[Opening PAGE EXCERPT section]
Anyone who has taken his child to a pediatrician will have seen a growth chart. Here is one for boys aged 2 to 5 (pdf). It shows, for example, that the median height of a three year old boy is about 96 cm, and the 15th and 85th percentiles are 92 cm and 100 cm, respectively. In other words, the chart recognizes that there is a distribution of heights. The height of most (70%) three year old boys will be between 92 cm and 100 cm. The chart also gives the 3rd and 97th percentiles, which indicate that the height of the vast majority (94%) of three year old boys will be between 89 cm and 103 cm.
Suppose it were up to you to define a normal height range for three year old boys — something that parents could use to determine whether their child was of normal height for his age. What range would you use?
I think I would pick the 15rd and 85th myself. Would anyone choose the 50th and 97th percentiles? Would you be comfortable then advising parents that any child whose height was below the 50th percentile was “short or stunted”?
In effect, this is what the government has done with weight for adults. The NHANES I study measured the height and weight of 23,808 Americans (16,165 adults and 7,643 children) from 1971 to 1975 — before the onset of the obesity epidemic. The “healthy BMI range” of 18.5 to 25 corresponds to the 4th and 53rd percentiles of the adult population. So by today’s standards, 47% of the population in the early 1970s was “overweight or obese”!
If I were to define a normal BMI range, I would choose perhaps the 25th and 75th percentile of the BMI distribution of a reference population. If we use the NHANES I data as the reference population, those percentiles are 22 and 28.
[Closing PAGE EXCERPT section]
[Opening DATA SUPPLIED section]
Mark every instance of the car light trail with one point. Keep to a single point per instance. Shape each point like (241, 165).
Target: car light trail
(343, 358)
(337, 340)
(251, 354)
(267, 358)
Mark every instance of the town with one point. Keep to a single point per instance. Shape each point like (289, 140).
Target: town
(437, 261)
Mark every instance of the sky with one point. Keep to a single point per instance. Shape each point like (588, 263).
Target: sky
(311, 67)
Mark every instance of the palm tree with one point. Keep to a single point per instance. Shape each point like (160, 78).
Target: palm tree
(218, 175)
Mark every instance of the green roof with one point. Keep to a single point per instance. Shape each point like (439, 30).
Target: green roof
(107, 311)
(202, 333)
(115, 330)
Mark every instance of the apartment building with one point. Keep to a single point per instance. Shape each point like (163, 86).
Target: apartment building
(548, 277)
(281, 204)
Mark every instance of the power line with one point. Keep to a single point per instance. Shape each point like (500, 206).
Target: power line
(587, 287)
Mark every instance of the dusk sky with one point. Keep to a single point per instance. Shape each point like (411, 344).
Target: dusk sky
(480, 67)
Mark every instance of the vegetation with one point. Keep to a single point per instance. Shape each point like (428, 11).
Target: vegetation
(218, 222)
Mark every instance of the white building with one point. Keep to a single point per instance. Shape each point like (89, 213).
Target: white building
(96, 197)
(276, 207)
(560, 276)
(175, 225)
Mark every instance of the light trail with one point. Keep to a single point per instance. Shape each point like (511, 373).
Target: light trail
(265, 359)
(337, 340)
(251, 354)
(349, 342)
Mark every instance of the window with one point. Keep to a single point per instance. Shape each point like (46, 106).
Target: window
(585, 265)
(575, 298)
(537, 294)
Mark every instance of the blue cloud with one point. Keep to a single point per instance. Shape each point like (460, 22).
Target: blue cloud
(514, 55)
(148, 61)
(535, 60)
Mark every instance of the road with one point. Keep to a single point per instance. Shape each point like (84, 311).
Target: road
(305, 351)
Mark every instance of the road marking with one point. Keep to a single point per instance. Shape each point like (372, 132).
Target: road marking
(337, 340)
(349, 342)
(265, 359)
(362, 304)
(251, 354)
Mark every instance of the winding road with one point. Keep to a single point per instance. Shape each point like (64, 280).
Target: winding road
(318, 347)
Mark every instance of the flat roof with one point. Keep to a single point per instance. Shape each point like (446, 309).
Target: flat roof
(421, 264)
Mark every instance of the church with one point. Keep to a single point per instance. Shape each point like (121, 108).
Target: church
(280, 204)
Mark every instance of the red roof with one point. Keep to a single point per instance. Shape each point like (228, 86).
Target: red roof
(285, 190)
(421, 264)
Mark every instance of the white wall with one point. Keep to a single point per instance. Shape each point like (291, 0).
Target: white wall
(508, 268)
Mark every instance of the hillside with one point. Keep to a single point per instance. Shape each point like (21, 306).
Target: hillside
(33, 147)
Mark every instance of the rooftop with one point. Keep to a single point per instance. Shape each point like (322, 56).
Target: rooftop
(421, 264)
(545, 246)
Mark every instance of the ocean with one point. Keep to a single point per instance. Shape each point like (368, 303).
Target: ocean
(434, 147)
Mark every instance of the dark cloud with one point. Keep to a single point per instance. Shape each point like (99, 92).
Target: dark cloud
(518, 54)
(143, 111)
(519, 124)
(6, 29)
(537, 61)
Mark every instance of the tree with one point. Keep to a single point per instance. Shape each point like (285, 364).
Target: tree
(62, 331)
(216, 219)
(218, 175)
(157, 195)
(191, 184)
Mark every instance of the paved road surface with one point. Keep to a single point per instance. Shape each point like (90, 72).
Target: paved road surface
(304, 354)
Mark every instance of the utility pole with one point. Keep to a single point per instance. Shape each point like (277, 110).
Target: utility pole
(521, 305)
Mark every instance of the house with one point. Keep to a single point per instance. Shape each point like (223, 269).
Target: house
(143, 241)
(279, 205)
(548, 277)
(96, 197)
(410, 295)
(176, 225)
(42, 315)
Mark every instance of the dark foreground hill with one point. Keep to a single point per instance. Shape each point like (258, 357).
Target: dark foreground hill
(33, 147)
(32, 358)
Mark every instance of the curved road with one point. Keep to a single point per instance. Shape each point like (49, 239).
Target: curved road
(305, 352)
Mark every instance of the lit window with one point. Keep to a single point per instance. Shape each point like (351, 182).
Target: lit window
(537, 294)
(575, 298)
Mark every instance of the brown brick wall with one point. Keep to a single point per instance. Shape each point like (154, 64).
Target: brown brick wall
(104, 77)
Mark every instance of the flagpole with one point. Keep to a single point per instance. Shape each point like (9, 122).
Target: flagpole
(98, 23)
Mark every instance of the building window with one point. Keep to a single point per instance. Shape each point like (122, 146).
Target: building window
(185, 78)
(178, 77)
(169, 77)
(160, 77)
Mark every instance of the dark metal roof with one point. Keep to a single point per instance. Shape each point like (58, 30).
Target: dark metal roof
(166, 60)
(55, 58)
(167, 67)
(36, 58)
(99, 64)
[Closing DATA SUPPLIED section]
In the piece on growth charts and BMI above, which percentiles of the early-1970s adult population does the "healthy BMI range" of 18.5 to 25 correspond to?

RESULT OF THIS TASK: The 4th and 53rd percentiles.